Directions: Copy every one of the records below word for word, leaving out the pictures.

Material:
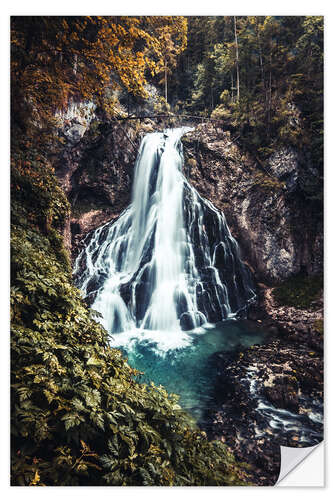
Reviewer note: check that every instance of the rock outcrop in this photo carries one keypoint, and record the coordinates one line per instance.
(278, 232)
(96, 172)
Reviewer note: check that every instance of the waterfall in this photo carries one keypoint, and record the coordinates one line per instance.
(169, 262)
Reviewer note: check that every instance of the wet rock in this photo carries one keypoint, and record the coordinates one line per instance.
(190, 320)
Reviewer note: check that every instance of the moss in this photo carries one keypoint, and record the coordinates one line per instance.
(319, 326)
(79, 415)
(299, 291)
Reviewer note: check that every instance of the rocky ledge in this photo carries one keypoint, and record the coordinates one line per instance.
(271, 395)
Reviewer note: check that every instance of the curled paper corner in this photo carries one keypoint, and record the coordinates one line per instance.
(291, 458)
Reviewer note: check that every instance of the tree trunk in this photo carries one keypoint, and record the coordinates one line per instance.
(237, 58)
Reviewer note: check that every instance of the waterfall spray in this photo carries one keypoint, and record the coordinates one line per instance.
(169, 262)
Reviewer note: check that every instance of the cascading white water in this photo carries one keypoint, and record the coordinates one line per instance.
(169, 263)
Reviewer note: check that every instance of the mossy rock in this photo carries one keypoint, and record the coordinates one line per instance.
(300, 291)
(79, 415)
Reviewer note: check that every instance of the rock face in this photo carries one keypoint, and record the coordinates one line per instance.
(277, 230)
(262, 204)
(284, 164)
(268, 395)
(95, 171)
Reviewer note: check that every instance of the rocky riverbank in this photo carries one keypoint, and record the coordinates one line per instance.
(272, 395)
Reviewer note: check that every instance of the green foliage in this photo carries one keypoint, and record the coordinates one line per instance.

Output of the exercise:
Reviewer note: check that every instance of the rock outcrop in this photo carries one keypoint, and record the coordinates one line per instance.
(278, 232)
(96, 172)
Reviewer note: check that every instance of the waterfall in this photo carries one keypoint, and record the coordinates one line per instance.
(169, 262)
Reviewer note: check that every instance of the wet rock in this photo carries one keypoint, and record the coordinates one line per instance.
(190, 320)
Reviewer note: check that every instance of the moss in this photo carries one keypoint, and record the coordinates one line per instance.
(319, 326)
(79, 415)
(299, 291)
Reviewer note: check that every instance of the rocky ledge in this photo carries one keypoint, and record the coordinates one line per instance.
(271, 395)
Reviewer note: check that every instance of the curled paper corner in this photo carries one keypoint, and record the coordinates one line per instance.
(291, 458)
Reviewer note: check that every instance of the tree trunk in this photo carries one keypoint, and record the coordinates one line per instance.
(237, 58)
Reviewer note: check that every instance of the waterfall spray in this photo carries one keypoint, and record the coordinates one line per instance.
(169, 262)
Reviewer note: check that every instance of the cascading white water in this photo carries one keypoint, and record the coordinates one line per instance.
(169, 263)
Reviewer note: check that every instance of the mossy rock in this photo carries one keypoint, and record the coordinates one line per instance.
(300, 291)
(79, 415)
Reviewer note: check that every instance of the rock face in this photo carries one keypoint, and record the coordinates one line per instance.
(277, 230)
(262, 204)
(284, 164)
(268, 395)
(95, 171)
Reviewer note: check that every instance of the rocky riverbank in this photo carries one keypoint, and record the coordinates one line per instance.
(272, 395)
Reviewer note: check that every instance of the green foliage in this photo carries one keypoint, and record the coordinates one line per instance.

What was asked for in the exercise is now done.